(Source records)
□ □ □ □

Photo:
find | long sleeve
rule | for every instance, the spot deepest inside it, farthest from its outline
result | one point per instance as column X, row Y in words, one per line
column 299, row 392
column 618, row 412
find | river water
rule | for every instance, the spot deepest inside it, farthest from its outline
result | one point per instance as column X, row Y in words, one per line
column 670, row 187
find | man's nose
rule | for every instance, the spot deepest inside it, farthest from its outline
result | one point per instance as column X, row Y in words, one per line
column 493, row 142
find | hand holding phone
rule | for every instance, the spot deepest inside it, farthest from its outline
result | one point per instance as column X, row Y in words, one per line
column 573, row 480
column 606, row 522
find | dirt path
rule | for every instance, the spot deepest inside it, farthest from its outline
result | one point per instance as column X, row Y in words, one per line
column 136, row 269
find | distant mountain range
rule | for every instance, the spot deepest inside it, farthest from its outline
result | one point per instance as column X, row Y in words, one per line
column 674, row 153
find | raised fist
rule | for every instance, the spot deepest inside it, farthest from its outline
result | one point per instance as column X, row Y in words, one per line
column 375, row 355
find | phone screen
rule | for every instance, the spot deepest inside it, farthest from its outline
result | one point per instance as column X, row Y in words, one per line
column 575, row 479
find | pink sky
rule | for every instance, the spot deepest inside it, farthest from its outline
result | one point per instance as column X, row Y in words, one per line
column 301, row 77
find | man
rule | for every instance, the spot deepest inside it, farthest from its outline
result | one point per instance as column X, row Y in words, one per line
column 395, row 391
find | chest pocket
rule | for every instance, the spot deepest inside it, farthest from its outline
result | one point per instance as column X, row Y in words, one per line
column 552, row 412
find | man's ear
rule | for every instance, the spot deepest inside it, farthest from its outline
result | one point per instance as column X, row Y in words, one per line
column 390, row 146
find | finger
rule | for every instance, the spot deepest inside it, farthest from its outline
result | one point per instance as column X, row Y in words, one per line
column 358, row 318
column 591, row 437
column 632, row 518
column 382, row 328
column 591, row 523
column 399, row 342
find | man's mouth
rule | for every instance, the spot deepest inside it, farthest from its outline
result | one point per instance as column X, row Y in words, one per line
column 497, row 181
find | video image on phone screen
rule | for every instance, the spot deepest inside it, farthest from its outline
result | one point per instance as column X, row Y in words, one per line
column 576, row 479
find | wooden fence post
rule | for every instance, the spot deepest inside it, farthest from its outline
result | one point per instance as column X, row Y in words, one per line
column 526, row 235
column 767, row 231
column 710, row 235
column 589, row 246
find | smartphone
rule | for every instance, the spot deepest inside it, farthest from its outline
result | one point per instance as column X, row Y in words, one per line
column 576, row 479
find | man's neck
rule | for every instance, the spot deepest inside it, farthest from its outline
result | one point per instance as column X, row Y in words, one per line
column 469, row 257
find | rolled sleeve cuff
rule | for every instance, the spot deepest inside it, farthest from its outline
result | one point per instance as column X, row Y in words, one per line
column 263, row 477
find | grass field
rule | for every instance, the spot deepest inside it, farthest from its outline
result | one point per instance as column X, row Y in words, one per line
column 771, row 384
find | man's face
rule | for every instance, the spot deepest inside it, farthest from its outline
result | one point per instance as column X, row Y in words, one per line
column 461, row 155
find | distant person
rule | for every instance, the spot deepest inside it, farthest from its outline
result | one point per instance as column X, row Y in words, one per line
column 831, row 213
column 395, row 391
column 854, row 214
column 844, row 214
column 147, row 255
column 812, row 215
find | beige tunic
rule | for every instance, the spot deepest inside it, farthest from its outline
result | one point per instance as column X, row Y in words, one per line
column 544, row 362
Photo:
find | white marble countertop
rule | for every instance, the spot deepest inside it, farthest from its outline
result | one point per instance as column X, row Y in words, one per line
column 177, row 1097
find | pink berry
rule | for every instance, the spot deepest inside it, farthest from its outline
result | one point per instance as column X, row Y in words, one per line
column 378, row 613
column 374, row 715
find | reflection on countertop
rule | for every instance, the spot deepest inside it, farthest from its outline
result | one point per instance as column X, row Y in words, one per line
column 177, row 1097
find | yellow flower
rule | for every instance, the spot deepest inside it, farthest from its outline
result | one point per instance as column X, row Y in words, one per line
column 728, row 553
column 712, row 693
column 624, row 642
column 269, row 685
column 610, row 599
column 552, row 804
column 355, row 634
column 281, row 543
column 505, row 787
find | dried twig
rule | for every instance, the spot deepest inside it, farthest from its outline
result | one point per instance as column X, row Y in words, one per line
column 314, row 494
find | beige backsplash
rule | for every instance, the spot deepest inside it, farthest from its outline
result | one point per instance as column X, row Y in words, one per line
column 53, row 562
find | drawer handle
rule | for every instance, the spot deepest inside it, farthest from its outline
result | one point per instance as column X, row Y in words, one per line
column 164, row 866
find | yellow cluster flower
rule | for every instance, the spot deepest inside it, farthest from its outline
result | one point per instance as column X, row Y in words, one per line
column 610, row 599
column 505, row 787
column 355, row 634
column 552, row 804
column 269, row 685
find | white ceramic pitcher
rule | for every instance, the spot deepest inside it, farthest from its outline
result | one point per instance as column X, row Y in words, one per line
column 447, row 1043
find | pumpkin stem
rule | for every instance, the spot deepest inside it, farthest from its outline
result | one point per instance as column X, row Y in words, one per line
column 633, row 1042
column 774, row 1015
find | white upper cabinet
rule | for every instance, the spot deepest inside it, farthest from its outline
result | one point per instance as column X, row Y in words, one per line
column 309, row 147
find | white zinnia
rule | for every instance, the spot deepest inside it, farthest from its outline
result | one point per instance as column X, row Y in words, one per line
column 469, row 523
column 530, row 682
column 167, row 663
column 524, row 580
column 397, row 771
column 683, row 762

□ □ □ □

Each record above is to be reproduced word for word.

Photo:
find | long sleeve
rule | for every instance, the spot deepest inside it, farthest from its outline
result | one point per instance as column X, row Y in words, one per line
column 299, row 392
column 618, row 412
find | river water
rule | for every instance, the spot deepest inside it, farthest from its outline
result | one point per instance as column X, row Y in words, one per line
column 670, row 187
find | man's nose
rule | for every instance, the spot deepest inside it, farthest from its outline
result | one point per instance as column X, row Y in words, one per line
column 493, row 142
find | hand holding phone
rule | for every instance, the spot deepest inside it, farthest from its outline
result | one point per instance as column X, row Y in words, one per line
column 573, row 480
column 606, row 522
find | dirt path
rule | for every instance, the spot deepest inside it, farthest from its outline
result | one point per instance as column X, row Y in words, one per line
column 136, row 269
find | distant mountain range
rule | for every instance, the spot deepest inside it, farthest from its outline
result | one point per instance as column X, row Y in words, one per line
column 674, row 153
find | raised fist
rule | for every instance, the spot deepest inside it, farthest from its outline
result | one point per instance as column X, row Y in words, one per line
column 375, row 355
find | phone screen
rule | for every instance, the spot deepest inside it, farthest from its outline
result | one point per instance as column X, row Y in words, one per line
column 575, row 479
find | pink sky
rule | for every instance, the spot deepest inside it, farthest from its outline
result | one point per instance as column X, row Y in words, one per line
column 301, row 77
find | man
rule | for every instance, the spot deepest inside it, farthest from its outline
result | one point per instance as column X, row Y in words, one per line
column 395, row 391
find | chest pocket
rule | for every instance, the spot deepest inside it, farthest from its outline
result | one point per instance as column X, row Y in words, one per line
column 552, row 412
find | man's ear
rule | for every instance, the spot deepest inside it, farthest from its outline
result | one point per instance as column X, row Y in words, one per line
column 390, row 146
find | finger
rule | for every instance, the spot deepest inside it, farthest from its outline
result | one point per instance as column X, row Y in words, one per line
column 358, row 318
column 591, row 437
column 632, row 518
column 382, row 328
column 591, row 523
column 399, row 342
find | man's mouth
rule | for every instance, the spot deepest inside it, farthest from its outline
result | one point per instance as column X, row Y in words, one per line
column 497, row 181
find | video image on phone screen
rule | for every instance, the spot deepest inside it, farthest from its outline
result | one point per instance as column X, row Y in words, one per line
column 576, row 479
find | wooden fence post
rule | for every instance, the spot deepest inside it, farthest from its outline
result | one point per instance as column X, row Y in words, one per line
column 526, row 235
column 767, row 231
column 710, row 235
column 589, row 246
find | smartphone
rule | for every instance, the spot deepest inside it, farthest from its outline
result | one point per instance as column X, row Y in words, one per line
column 576, row 479
find | man's neck
rule | for every instance, the spot deepest inside it, farthest from its outline
result | one point per instance as column X, row Y in words, one per line
column 469, row 257
find | rolled sleeve cuff
rule | for every instance, the spot deepest inside it, farthest from its outline
result | one point per instance as column X, row Y in words, one per line
column 263, row 477
find | grass field
rule | for every instance, the spot deepest inside it, farthest from its outline
result | one point per instance as column X, row Y in words, one per line
column 771, row 384
find | man's face
rule | for every instance, the spot deepest inside it, farthest from its outline
result | one point per instance as column X, row Y in words, one per line
column 461, row 155
find | distant person
rule | for every instance, the spot deepest inside it, farthest from its outline
result | one point per instance as column X, row Y in words, one per line
column 831, row 213
column 395, row 391
column 854, row 214
column 844, row 214
column 147, row 255
column 812, row 215
find | beige tunic
rule | for every instance, the spot deepest inside it, farthest from its outline
result | one point per instance as column X, row Y in words, one per line
column 544, row 362
Photo:
find | white marble countertop
rule | for every instance, the spot deepest inside it, farthest from its outline
result | one point per instance as column X, row Y in words, one per line
column 177, row 1097
find | pink berry
rule | for every instance, the spot deepest inside it, farthest from its outline
result | one point per instance as column X, row Y in words, one per line
column 378, row 613
column 374, row 715
find | reflection on countertop
rule | for every instance, the spot deepest inside it, farthest from its outline
result | one point per instance as column X, row Y in words, one per line
column 177, row 1097
find | yellow flower
rule | for every instance, the spot deepest inside it, farthest from its outline
result | one point per instance as column X, row Y in words, one per line
column 728, row 553
column 712, row 693
column 624, row 642
column 269, row 685
column 610, row 599
column 552, row 804
column 355, row 634
column 281, row 543
column 505, row 787
find | dried twig
rule | for every instance, the spot deepest inside it, farthest from its outline
result | one point per instance as column X, row Y in words, one per line
column 314, row 494
find | beige backsplash
rule | for every instance, the spot deepest inside it, farthest from its outline
result | one point per instance as column X, row Y in words, one per line
column 53, row 562
find | drawer handle
rule | for every instance, the spot deepest inside it, farthest from its outline
result | one point per instance as column X, row Y in words, one per line
column 164, row 866
find | yellow cluster flower
rule | for every instance, the spot deepest inside it, farthest from its outline
result | one point per instance as column X, row Y in words, one per line
column 610, row 599
column 505, row 787
column 355, row 634
column 552, row 804
column 269, row 685
find | white ceramic pitcher
rule | for every instance, the spot deepest inside it, farthest from its outline
result | one point per instance as column X, row Y in words, one per line
column 447, row 1043
find | pumpkin stem
rule | for every instance, the spot deepest inside it, farthest from its outline
result | one point per instance as column X, row Y in words, one per line
column 633, row 1042
column 774, row 1015
find | white upper cabinet
rule | for every instance, the spot deepest inside it, farthest from its outline
result | one point per instance as column X, row Y in words, one per line
column 309, row 147
find | white zinnia
rule | for every instance, the spot deepest inside it, farthest from its outline
result | one point per instance as column X, row Y in words, one per line
column 469, row 523
column 530, row 682
column 167, row 663
column 524, row 580
column 397, row 771
column 683, row 762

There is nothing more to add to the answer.